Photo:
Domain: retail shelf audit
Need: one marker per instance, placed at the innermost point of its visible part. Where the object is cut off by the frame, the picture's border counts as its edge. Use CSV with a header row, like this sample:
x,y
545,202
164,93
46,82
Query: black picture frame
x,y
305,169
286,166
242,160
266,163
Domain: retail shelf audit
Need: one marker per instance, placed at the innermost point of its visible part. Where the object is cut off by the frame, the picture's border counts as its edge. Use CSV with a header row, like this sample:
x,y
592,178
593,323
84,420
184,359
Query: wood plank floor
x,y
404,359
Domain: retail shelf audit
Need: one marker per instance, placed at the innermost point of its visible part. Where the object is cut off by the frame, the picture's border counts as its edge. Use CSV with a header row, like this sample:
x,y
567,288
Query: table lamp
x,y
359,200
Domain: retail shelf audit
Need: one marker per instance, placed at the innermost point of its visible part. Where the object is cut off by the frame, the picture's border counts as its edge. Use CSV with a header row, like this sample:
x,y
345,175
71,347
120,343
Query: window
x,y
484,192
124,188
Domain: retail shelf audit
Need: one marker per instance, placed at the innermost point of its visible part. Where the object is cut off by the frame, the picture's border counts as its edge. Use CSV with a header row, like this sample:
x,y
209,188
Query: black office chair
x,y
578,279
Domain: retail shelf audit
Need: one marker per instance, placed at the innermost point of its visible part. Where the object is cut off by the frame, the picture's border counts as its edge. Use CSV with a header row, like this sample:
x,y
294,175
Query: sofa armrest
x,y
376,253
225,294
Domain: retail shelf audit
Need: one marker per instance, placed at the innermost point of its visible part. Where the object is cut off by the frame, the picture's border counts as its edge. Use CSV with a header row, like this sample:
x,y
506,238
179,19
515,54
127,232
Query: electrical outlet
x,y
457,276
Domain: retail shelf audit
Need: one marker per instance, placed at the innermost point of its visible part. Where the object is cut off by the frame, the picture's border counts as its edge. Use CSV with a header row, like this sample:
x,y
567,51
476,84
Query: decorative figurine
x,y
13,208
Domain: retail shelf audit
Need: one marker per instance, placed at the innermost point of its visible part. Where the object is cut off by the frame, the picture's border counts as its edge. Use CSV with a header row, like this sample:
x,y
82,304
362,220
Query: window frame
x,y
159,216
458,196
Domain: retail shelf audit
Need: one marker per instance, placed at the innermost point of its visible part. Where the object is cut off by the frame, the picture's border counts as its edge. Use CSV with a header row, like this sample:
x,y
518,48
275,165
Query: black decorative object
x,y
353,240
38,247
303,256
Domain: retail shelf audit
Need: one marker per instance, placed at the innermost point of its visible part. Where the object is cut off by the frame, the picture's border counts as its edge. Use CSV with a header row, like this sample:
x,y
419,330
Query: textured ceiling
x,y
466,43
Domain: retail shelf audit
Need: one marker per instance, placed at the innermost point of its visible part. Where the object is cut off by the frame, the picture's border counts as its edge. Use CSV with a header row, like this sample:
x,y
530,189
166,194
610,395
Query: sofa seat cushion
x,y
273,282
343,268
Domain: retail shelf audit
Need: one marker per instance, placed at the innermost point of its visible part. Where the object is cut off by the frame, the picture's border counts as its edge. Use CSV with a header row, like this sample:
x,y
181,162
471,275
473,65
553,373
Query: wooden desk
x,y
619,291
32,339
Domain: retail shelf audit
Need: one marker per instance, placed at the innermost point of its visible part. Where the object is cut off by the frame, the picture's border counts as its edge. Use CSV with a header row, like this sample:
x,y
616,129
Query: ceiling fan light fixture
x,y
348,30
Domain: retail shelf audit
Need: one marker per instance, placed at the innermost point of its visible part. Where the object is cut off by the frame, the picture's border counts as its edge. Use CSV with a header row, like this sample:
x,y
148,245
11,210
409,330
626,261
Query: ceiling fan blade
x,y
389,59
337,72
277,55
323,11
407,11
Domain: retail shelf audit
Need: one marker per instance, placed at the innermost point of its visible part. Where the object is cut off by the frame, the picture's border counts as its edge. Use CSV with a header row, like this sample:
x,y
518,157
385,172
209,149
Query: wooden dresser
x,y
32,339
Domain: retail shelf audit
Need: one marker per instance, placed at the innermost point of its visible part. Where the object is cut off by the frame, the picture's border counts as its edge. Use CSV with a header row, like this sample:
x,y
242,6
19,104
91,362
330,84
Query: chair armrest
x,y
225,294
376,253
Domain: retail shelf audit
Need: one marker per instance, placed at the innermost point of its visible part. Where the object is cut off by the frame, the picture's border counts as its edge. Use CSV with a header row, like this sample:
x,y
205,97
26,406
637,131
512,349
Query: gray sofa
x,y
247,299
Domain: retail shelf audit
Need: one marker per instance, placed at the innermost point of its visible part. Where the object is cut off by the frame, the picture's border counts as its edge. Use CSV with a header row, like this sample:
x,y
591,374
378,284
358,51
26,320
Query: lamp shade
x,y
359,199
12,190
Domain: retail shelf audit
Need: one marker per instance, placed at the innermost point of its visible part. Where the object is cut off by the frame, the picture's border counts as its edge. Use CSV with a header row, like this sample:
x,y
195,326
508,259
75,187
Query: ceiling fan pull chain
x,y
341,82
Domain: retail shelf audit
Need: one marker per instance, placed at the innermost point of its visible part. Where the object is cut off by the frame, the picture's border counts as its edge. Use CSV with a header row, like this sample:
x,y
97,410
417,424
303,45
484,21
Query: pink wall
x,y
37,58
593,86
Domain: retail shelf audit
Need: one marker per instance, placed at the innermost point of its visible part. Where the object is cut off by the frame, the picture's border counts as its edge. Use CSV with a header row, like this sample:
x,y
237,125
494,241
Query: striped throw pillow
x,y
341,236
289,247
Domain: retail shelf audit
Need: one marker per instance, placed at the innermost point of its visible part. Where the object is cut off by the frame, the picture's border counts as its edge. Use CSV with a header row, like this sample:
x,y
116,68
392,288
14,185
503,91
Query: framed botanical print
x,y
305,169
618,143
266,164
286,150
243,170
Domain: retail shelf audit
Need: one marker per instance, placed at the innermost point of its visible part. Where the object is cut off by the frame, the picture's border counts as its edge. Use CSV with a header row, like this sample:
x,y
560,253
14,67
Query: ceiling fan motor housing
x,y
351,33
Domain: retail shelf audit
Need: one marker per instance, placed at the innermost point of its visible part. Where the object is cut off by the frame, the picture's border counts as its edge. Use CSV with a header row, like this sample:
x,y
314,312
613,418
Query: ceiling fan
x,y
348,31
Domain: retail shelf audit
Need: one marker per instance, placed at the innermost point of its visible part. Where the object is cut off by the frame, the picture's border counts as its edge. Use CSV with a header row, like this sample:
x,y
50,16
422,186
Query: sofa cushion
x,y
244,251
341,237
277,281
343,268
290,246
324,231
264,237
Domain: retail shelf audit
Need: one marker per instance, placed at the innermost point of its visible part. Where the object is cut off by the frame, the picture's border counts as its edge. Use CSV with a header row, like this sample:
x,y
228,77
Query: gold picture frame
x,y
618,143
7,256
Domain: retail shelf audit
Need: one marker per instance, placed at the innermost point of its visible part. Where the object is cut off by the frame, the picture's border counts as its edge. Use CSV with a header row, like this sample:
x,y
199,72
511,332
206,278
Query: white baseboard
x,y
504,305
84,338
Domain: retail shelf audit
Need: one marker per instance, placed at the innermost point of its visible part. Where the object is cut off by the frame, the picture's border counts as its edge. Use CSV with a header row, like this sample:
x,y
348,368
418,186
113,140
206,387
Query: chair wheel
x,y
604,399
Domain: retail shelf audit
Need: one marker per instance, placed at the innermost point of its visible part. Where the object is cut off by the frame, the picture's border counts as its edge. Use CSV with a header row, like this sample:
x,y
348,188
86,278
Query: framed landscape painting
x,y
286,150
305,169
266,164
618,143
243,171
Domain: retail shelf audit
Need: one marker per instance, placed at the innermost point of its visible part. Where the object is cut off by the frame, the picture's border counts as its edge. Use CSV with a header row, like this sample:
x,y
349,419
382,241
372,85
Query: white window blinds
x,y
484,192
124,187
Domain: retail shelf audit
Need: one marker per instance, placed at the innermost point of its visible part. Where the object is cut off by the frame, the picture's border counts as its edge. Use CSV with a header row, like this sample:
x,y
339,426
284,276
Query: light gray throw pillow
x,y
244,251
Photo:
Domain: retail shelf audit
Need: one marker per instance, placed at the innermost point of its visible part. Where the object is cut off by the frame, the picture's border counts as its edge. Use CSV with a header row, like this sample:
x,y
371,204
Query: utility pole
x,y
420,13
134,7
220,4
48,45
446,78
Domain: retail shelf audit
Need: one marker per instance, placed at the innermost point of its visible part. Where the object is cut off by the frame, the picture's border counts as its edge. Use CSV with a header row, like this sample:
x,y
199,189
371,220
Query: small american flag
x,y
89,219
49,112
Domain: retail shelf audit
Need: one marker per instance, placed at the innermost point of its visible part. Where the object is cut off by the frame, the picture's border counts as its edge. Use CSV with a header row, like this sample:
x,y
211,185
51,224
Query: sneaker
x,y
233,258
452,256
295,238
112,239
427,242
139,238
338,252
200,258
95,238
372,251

────────────────────

> [EXERCISE INSTRUCTIONS] Output nothing but the lines from the one that contains "Query: utility pole" through the final line of the entries above, exactly as they appear.

> [SOLUTION TO THIS PROBLEM]
Query: utility pole
x,y
420,13
134,7
220,4
48,45
446,78
Domain: retail shelf audit
Need: one marker per instance, placed at the innermost point of its visible part. Where the object is cut off by the frame, the picture's border counts as its edge. Use CSV with a header row, like this sample:
x,y
199,189
371,220
Query: small american flag
x,y
89,219
49,112
Domain: retail shelf audit
Need: one marker per instance, placed at the innermost point of its visible part. Where the object is cut off by the frame, the picture's border counts as its edge. Use CSV with a header row, like this sample:
x,y
211,185
51,224
Query: sneaker
x,y
233,258
452,256
295,238
112,239
427,242
139,238
338,252
200,258
95,238
372,251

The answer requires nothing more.